--- GIVEN INFORMATION Enclosed Below ---

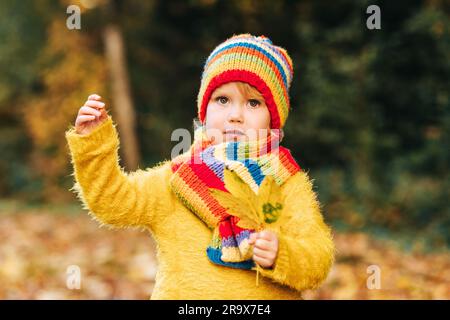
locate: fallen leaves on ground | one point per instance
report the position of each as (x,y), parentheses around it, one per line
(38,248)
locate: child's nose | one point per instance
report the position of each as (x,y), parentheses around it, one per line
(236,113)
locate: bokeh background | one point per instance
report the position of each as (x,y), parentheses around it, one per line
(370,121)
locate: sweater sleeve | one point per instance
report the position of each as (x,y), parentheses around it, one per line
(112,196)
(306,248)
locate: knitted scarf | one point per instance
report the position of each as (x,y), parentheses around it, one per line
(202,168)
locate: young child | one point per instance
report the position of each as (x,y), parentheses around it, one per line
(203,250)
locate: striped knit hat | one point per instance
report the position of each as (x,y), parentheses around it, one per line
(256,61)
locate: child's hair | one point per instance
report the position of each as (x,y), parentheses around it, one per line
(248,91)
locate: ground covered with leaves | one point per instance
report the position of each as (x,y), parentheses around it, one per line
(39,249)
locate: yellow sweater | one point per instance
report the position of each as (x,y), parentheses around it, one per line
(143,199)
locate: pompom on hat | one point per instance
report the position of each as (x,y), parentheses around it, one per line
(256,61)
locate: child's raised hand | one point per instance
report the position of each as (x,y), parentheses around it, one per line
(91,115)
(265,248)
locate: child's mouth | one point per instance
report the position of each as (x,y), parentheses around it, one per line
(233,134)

--- End of Enclosed GIVEN INFORMATION ---
--- GIVEN INFORMATION Enclosed Below ---

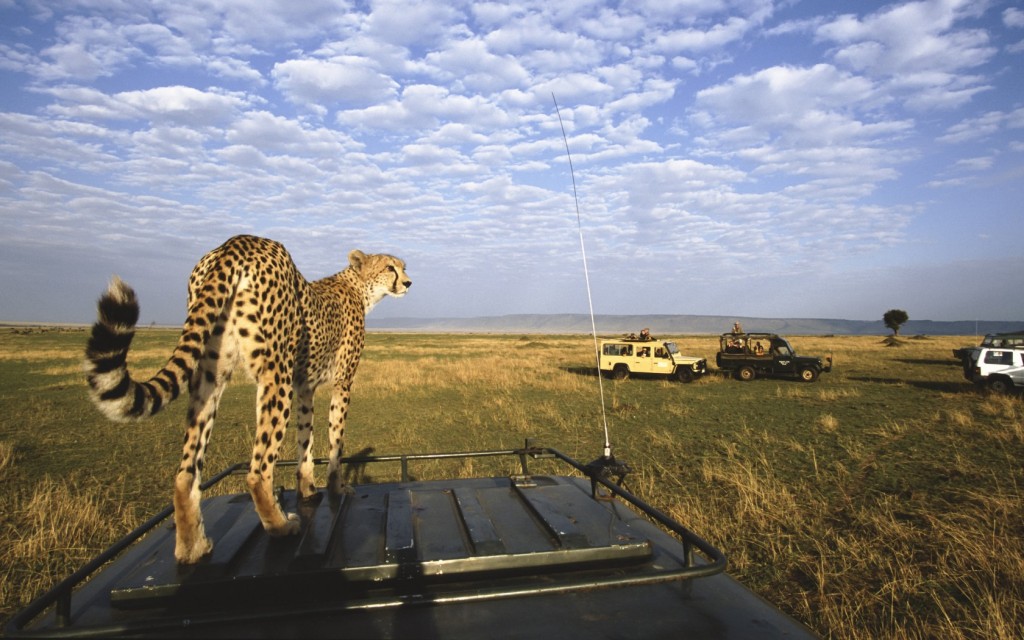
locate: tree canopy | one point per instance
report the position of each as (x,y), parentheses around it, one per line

--- End of Enclosed GIVEN INFORMATION ---

What is asked for is an exact copy of the lines above from the one containing "locate: fallen leaves" through the one containing "locate: ground covered", and only those.

locate: fallen leaves on ground | one point per instance
report the position of each as (x,y), parentheses around it, one per line
(38,248)
locate: child's nose | one point per instance
report the position of each as (x,y), parentheses around it, one per line
(236,113)
locate: bokeh background | one point per instance
report the position of each as (x,y), parentheses around it, one per line
(370,121)
locate: sweater sleeve | one point per instance
report the position of each as (x,y), parentheses around it, one per line
(112,196)
(306,248)
locate: knitted scarf | one point per instance
report the position of each as (x,y), parentheses around it, one per line
(202,168)
locate: young child | one point per instance
report the position of each as (x,y), parentheses around it, one per line
(203,250)
locate: striped knit hat | one point per instance
report the position of each as (x,y), parentheses around it, one per line
(256,61)
locate: child's hair | one point per instance
report the position of each as (x,y), parentheses around it, one per line
(248,91)
locate: ground covered with leaves | one point per instance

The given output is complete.